### How to complete this task
Answer these questions from the section on correlations between substrate composition and ruminal fermentation:
(a) What correlation coefficient is reported between TT content and CH4 production?
(b) What r value is given for the correlation between total VFA production and ADF?
(c) What p value accompanies the correlation between GP and CP?

The HCH of Pearson correlation coefficients among the substrates’ composition and ruminal fermentation parameters after 24 h of incubation are shown in Figure 1. The TT content showed a high and negative correlation with CH4 production (r = −0.93; p < 0.001), a moderate negative correlation with butyrate (r = −0.67; p = 0.006) and (Ac + Bu)/Pr ratio (r = −0.61; p = 0.015), and a moderate positive correlation with propionate (r = 0.62; p = 0.014) and acetate (r = 0.52; p = 0.045). There was high positive correlation between NH3-N production and ADF (r = 0.81; p < 0.001), NFC (r = 0.76; p = 0.001), OM (r = 0.75; p = 0.001), DM (r = 0.74; p = 0.002), the ratio of non-fibrous carbohydrates to neutral detergent fibers (NFC/NDF) (r = 0.74; p = 0.002), NDF (r = 0.73; p = 0.002) and EE (r = 0.72; p = 0.003), but a moderate positive correlation with CP (r = 0.62; p = 0.013). A high positive correlation was observed between total VFA production and ADF (r = 0.85; p < 0.001), NFC/NDF (r = 0.78; p = 0.001), NFC (r = 0.77; p = 0.001), OM (r = 0.75; p = 0.001), DM (r = 0.74; p = 0.002) and NDF (r = 0.74; p = 0.002), but there was only a moderate positive correlation with EE (r = 0.68; p = 0.005) and CP (r = 0.57; p = 0.026). Furthermore, the Ac/Pr ratio was highly and negatively correlated with CP (r = −0.77; p = 0.001), NDF (r = −0.75; p = 0.002), DM (r = −0.74; p = 0.002), OM (r = −0.73; p = 0.002), HC (r = −0.73; p = 0.002) and NFC (r = −0.71; p = 0.003), but was moderately and negatively correlated with ADF (r = −0.64; p = 0.010), NFC/NDF (r = −0.59; p = 0.019) and EE (r = −0.58; p = 0.024). In contrast, the GP was moderately and negatively correlated with HC (r = −0.58; p = 0.025), DM (r = −0.55; p = 0.033), OM (r = −0.55; p = 0.035), NFC (r = −0.54; p = 0.036), NDF (r = −0.54; p = 0.040) and CP (r = −0.53; p = 0.041).

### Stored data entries
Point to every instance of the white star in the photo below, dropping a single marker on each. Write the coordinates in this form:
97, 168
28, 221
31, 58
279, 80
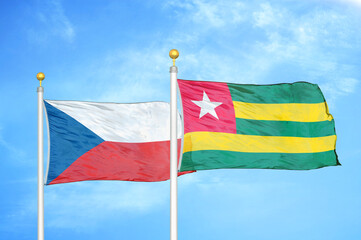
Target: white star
207, 106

### Solution
(a) r = −0.93 (p < 0.001)
(b) r = 0.85
(c) p = 0.041